BEIJING (Reuters) – China’s export growth held up well in March, although analysts say the momentum could soon peter out with the world’s second-largest economy set to slow sharply due to the Ukraine war and domestic COVID-19 lockdowns.
Imports, on the other hand, unexpectedly fell as domestic consumption weakened amid widespread lockdowns to stop the spread of record COVID cases.
Outbound shipments rose 14.7% in March from a year earlier, official data showed on Wednesday, beating analyst expectations for a 13% rise, but slowed from a 16.3% gain in January-February period.
Imports fell 0.1%, marking the first decline since August 2020, compared with a 15.5% gain in the first two months of the year. Analysts had forecast an 8% increase.
China’s strong trade performance seen over the past two years is set to slow this year as other countries emerged out of COVID lockdowns and higher energy prices and global logistics disruptions caused by Russia’s war in Ukraine squeezes exporters.
Factory activity in March fell as the declines in export order accelerated, manufacturing surveys showed, with firms reporting clients cancelled or suspended orders due to the uncertainties about the Ukraine war.
Qi Yong, general manager at a consumer electronics distributor Shenzhen Muchen Technology Co, told Reuters that export orders from their European clients fell 20% in March from a year ago, although outbound shipments for North America remained brisk.
Qi said this was due to “the war-induced weak purchasing power and risks of economic slowdowns in European economies,” adding that “exporters with exposure to the bloc may continue to feel the pinch.”
China posted a trade surplus of $47.38 billion in March, more than double the forecast $22.4. The country reported a $115.95 billion surplus in January-February.

**Requirement A**. From the article on China's March trade, copy the passage from "BEIJING (Reuters) –" to "in January-February period." word for word.
**Requirement B**.
Answer these questions using the article on China's March trade:
(i) By what percentage did outbound shipments rise in March from a year earlier?
(ii) What increase in imports had analysts forecast?
(iii) By how much did Qi Yong say export orders from European clients fell in March from a year ago?
The rows below the article have nothing to do with this.

**Information supplied**.
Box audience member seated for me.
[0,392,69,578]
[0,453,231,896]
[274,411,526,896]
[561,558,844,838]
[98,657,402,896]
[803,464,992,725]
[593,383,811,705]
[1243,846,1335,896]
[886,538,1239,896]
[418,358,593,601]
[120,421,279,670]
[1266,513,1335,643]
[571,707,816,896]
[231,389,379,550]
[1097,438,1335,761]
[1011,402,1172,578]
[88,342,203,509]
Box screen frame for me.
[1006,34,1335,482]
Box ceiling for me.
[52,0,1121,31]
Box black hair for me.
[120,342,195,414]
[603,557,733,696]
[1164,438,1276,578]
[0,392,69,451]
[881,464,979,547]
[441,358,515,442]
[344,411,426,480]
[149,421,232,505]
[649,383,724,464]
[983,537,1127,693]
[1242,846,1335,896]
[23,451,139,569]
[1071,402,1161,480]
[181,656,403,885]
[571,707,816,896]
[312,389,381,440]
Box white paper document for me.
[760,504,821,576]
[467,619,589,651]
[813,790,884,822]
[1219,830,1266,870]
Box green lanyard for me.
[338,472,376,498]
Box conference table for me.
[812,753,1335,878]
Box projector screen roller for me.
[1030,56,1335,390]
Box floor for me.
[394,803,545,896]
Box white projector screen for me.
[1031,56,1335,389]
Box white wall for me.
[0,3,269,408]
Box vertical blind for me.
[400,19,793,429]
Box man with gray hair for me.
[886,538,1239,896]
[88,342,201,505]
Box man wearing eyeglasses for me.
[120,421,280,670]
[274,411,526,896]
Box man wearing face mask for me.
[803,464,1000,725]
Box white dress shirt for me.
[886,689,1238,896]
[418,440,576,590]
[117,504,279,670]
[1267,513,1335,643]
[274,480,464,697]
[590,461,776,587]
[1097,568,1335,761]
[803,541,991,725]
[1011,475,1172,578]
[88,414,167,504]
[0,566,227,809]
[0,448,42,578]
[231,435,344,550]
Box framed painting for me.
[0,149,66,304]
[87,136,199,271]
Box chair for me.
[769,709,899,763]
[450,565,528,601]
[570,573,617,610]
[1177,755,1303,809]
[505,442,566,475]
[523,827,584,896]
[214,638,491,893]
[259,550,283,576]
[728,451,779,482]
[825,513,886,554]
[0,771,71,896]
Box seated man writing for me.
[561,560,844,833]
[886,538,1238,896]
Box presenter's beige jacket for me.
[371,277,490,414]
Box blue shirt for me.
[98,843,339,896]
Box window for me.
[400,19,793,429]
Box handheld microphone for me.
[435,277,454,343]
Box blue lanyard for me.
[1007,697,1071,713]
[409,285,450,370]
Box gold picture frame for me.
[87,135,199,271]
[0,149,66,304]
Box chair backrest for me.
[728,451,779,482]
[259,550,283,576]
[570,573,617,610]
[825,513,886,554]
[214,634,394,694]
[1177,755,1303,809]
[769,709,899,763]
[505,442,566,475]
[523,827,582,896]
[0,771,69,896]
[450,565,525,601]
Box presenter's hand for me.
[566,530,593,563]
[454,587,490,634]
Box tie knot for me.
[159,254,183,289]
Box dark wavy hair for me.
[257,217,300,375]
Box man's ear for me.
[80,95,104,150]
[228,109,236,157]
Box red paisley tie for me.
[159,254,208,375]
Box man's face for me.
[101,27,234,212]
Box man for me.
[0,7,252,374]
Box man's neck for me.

**Expected answer A**.
BEIJING (Reuters) – China’s export growth held up well in March, although analysts say the momentum could soon peter out with the world’s second-largest economy set to slow sharply due to the Ukraine war and domestic COVID-19 lockdowns.
Imports, on the other hand, unexpectedly fell as domestic consumption weakened amid widespread lockdowns to stop the spread of record COVID cases.
Outbound shipments rose 14.7% in March from a year earlier, official data showed on Wednesday, beating analyst expectations for a 13% rise, but slowed from a 16.3% gain in January-February period.

**Expected answer B**.
(i) 14.7%
(ii) 8%
(iii) 20%